Work required – Select every line below that contains the string "boot" and copy each one. The match is case-sensitive.

● ● ● ●

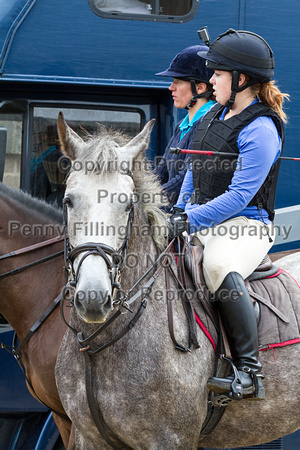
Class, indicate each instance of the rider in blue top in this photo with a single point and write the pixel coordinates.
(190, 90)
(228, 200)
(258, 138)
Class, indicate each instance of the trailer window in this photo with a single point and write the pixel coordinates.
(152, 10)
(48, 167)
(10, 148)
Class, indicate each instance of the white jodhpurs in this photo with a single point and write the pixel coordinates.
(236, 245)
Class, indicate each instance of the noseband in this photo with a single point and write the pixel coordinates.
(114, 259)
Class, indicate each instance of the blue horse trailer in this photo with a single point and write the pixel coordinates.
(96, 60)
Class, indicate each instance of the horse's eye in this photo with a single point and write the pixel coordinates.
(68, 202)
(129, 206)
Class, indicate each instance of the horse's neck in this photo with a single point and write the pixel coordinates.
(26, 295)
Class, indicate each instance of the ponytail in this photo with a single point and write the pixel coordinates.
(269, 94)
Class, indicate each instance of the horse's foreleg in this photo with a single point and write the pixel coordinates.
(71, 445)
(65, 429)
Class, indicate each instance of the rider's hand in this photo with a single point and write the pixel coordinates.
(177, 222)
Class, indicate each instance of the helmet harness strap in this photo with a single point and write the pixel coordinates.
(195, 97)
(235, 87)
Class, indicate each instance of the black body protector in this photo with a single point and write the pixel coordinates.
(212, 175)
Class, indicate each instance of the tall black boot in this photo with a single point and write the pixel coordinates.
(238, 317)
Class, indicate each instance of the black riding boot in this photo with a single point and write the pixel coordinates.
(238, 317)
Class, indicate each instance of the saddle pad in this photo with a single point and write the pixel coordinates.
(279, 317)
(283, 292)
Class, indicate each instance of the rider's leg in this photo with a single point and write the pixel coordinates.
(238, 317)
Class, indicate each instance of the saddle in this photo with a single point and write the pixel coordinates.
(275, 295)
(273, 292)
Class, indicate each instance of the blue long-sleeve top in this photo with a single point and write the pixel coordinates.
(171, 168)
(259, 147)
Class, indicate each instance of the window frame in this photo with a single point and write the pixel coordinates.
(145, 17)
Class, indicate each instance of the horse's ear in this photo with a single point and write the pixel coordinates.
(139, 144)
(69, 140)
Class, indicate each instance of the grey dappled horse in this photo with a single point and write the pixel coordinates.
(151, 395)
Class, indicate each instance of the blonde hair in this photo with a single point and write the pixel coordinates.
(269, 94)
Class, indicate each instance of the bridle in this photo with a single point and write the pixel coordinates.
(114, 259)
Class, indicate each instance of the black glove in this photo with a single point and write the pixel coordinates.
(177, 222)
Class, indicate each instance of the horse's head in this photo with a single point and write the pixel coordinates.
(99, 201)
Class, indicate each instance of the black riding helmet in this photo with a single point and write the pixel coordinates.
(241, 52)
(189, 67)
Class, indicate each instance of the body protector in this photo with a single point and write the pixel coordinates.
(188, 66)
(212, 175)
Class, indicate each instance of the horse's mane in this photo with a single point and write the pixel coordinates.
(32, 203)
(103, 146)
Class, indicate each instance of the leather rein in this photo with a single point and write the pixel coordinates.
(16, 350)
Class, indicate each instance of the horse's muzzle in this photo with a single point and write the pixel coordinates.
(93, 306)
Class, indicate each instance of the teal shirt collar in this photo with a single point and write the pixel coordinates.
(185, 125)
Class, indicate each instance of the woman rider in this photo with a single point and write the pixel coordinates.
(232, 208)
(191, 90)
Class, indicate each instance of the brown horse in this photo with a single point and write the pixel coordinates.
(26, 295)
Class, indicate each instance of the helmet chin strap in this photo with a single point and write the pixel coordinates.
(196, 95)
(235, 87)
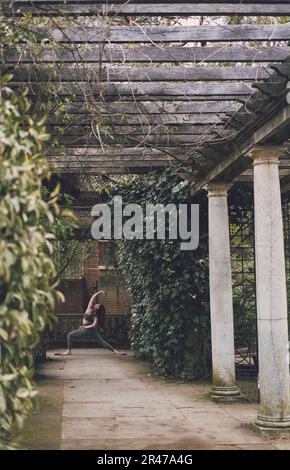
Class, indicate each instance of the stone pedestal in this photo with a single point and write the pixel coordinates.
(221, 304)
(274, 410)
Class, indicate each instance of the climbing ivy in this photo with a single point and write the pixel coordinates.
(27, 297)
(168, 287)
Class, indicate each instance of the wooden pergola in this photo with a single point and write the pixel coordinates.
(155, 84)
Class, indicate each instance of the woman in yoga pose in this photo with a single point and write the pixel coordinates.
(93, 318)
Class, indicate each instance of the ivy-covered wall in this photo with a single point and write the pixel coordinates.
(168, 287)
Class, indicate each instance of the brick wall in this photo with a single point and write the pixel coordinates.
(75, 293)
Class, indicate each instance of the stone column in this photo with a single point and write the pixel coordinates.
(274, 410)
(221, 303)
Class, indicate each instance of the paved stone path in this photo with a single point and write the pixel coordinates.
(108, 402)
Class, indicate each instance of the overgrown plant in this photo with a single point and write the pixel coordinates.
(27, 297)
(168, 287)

● ● ● ●

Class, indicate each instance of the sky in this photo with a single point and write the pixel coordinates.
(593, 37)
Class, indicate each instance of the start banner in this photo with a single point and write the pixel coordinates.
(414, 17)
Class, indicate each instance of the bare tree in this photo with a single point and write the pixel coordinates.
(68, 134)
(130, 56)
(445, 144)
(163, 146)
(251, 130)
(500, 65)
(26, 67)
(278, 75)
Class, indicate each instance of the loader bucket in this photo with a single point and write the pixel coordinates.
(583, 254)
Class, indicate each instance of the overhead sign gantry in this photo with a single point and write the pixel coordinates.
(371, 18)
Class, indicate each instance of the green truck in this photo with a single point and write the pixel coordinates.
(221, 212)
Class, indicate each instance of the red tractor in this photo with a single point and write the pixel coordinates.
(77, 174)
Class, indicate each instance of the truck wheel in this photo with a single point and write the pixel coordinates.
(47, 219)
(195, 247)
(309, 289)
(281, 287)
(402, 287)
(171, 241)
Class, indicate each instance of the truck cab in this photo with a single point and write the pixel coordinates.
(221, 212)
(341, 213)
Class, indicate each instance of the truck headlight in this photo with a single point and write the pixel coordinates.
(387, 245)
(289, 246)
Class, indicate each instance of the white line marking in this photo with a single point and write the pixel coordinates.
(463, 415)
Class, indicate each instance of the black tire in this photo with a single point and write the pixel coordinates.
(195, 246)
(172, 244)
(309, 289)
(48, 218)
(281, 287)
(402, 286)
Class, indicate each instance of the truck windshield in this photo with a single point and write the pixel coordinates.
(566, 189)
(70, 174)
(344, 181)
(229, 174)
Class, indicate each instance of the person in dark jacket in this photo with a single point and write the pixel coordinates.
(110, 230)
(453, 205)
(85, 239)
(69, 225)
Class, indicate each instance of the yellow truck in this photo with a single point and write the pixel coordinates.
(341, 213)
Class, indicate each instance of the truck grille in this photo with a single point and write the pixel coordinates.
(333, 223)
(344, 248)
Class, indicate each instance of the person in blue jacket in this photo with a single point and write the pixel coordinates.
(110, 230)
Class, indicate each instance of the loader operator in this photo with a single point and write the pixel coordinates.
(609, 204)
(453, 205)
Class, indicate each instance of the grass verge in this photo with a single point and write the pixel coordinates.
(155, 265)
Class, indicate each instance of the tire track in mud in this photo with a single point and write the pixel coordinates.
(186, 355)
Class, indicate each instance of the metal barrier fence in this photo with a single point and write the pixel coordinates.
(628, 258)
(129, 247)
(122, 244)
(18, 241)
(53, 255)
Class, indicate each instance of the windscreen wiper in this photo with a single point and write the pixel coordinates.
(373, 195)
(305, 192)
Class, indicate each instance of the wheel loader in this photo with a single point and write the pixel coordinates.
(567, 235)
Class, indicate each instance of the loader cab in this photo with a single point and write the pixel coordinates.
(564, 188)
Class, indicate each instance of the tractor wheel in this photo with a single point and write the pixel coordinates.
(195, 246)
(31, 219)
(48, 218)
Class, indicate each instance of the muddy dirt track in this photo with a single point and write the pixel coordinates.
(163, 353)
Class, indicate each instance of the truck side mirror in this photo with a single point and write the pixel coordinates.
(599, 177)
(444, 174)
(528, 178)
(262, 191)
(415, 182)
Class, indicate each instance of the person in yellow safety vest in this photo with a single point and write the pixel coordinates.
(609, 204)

● ● ● ●

Result of this exercise –
Class, indicate each instance of the tall black boot in this photo with a single point and write the pixel coordinates.
Class, indicate each instance of the black riding boot in this photo with a single point and write the pixel coordinates.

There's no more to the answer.